▶ _Objective_: Copy out the items below character for character, from the start of the items through the line that holds "986;761;1061;897", inclusive, omitting the pictures.

▶ _Provided data_:
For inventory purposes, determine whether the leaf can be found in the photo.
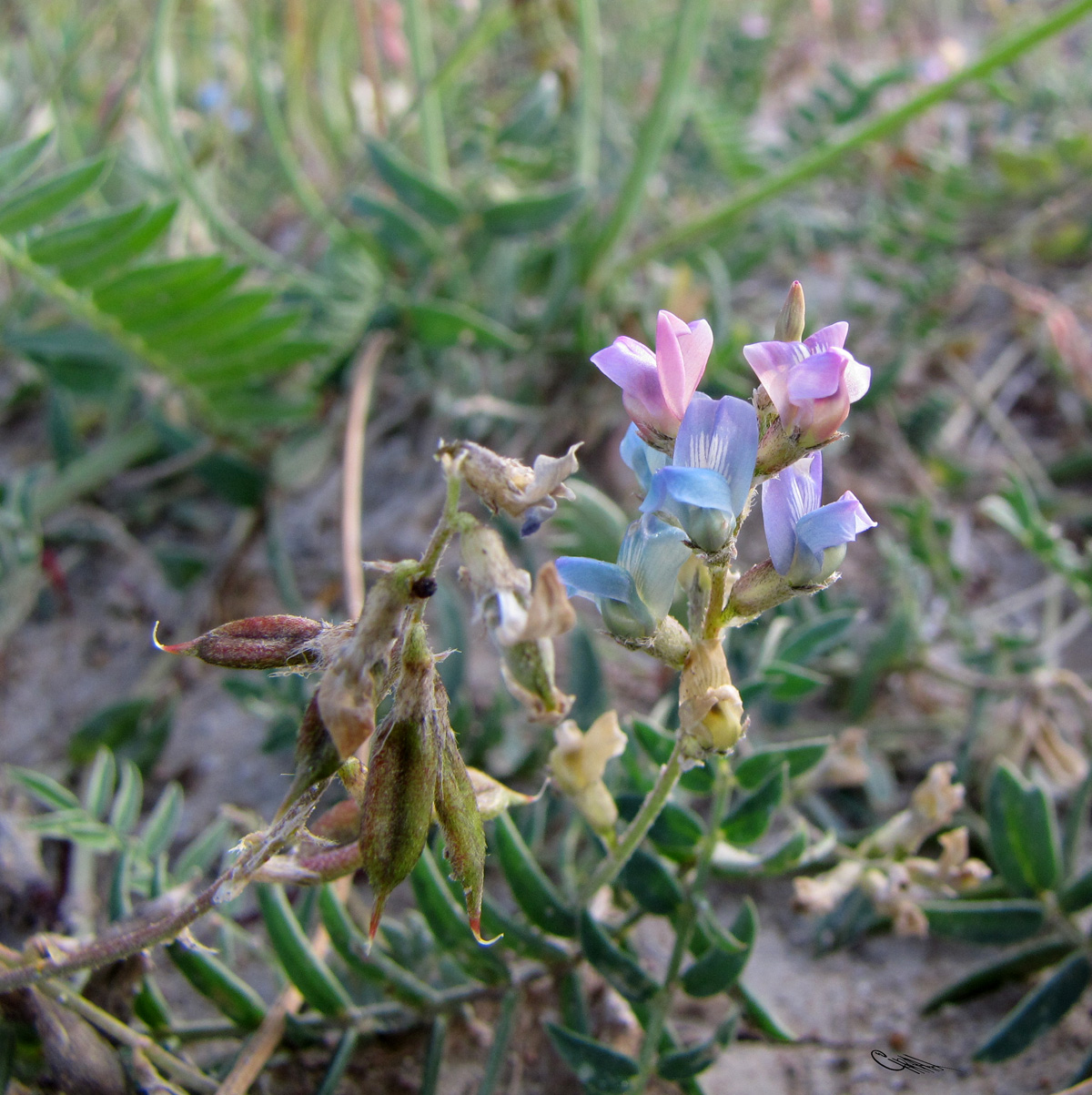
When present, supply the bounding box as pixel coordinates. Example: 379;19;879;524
546;1023;640;1095
493;814;577;938
580;908;660;1001
481;187;584;237
368;140;463;226
6;765;80;809
973;954;1092;1061
0;133;53;189
256;885;352;1016
404;300;526;350
618;847;682;917
0;156;108;236
986;761;1061;897
734;738;832;791
680;897;758;999
656;1014;739;1083
921;901;1046;944
721;762;790;847
921;938;1077;1015
167;940;266;1030
140;780;183;861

▶ _Result of the exercise_:
For inventory purposes, determine whether the leaf can be found in the photo.
When present, supply the bounding box as pixel coordinates. Example: 379;19;879;524
546;1023;640;1095
493;814;577;938
580;908;660;1001
481;187;584;237
368;140;463;226
6;765;80;809
973;954;1092;1061
0;133;53;189
256;885;352;1016
404;300;526;350
618;847;682;917
0;156;108;236
986;761;1061;897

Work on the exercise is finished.